Search the data for the word "black" and copy every line where it occurs.

Dataset entries
# # # #

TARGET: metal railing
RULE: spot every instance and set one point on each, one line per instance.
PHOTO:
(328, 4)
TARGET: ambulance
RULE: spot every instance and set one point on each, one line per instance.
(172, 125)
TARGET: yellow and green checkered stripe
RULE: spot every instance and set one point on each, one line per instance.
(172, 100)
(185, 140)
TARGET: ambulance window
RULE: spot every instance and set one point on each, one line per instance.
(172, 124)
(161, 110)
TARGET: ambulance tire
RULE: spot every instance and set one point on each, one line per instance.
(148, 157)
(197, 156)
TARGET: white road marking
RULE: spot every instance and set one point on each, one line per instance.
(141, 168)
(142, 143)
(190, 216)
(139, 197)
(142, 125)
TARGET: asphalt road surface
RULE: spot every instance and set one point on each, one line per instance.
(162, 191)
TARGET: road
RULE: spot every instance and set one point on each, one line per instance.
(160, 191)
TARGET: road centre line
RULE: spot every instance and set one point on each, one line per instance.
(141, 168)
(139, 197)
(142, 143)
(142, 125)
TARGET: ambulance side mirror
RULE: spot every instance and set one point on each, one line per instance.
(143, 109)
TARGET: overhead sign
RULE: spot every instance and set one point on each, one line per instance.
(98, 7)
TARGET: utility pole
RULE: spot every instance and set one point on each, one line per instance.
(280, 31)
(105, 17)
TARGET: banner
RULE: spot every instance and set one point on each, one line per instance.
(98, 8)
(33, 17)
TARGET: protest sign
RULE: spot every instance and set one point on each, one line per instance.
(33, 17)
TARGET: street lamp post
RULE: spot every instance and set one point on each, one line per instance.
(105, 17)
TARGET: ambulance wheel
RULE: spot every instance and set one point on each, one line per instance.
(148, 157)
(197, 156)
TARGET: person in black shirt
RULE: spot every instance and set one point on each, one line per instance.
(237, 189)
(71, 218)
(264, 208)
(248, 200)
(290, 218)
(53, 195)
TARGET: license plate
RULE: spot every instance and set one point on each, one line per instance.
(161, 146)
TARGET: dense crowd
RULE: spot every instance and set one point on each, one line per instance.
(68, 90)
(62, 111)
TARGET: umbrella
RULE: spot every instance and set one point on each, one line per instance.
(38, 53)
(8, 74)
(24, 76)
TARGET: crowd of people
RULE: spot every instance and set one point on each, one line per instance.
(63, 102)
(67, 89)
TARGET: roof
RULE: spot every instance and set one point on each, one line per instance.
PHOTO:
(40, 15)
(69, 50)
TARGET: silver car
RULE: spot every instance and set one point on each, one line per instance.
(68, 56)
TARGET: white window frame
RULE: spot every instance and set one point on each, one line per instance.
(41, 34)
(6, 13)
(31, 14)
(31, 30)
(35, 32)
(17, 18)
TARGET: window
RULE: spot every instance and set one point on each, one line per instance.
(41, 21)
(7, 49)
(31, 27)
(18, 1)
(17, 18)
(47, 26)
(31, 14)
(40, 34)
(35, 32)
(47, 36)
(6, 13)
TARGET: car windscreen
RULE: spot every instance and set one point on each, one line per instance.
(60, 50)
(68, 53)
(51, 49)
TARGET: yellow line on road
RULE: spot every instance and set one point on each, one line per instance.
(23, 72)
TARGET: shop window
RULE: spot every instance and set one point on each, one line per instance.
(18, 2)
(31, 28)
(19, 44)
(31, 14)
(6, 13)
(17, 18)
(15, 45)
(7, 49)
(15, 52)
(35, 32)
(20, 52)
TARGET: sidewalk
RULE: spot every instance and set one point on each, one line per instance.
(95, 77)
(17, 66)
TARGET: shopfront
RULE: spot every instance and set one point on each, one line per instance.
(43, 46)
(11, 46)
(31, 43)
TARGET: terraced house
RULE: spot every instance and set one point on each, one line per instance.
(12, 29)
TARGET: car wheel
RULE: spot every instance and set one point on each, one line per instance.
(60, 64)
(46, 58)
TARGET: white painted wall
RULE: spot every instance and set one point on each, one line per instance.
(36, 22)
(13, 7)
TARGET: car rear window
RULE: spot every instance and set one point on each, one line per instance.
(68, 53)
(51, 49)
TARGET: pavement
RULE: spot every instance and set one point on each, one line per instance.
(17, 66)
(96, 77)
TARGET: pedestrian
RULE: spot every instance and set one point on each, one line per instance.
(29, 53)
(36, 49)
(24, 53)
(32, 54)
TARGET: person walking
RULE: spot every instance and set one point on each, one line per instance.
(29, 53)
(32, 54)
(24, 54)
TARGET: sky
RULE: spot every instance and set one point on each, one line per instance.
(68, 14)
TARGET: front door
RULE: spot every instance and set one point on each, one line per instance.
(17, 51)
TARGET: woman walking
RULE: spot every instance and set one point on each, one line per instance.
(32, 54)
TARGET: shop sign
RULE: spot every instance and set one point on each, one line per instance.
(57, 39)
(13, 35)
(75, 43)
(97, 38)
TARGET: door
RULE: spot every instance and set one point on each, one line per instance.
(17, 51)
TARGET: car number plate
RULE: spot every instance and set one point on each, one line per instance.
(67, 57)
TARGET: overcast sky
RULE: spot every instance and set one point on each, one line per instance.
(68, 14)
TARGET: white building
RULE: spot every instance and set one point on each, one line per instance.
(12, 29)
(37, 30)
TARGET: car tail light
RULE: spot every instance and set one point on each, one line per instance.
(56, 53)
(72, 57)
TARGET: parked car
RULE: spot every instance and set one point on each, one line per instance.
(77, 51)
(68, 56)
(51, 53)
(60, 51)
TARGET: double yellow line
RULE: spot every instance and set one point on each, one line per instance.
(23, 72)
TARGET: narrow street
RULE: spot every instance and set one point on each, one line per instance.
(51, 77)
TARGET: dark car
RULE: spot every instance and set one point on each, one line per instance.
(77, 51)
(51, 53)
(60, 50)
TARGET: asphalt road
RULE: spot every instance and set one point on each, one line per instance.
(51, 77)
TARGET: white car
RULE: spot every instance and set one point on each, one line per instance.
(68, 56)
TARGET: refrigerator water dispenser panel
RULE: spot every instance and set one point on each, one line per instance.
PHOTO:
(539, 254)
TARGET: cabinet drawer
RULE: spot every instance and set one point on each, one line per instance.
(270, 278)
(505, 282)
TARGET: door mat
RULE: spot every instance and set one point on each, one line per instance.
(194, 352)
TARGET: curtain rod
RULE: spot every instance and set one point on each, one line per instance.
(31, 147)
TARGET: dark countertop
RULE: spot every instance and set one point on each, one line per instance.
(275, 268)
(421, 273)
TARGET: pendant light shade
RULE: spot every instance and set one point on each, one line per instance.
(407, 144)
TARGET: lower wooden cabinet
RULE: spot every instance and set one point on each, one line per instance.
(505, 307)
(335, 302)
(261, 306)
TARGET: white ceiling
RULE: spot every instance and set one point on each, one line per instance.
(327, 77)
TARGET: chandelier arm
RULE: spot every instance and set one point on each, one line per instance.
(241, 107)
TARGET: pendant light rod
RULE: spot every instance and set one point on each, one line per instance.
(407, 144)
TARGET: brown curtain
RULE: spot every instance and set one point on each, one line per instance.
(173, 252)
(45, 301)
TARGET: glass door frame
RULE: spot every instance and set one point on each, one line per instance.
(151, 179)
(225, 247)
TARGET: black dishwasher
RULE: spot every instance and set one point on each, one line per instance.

# # # #

Task answer ->
TARGET: person in black shirt
TARGET: black dishwasher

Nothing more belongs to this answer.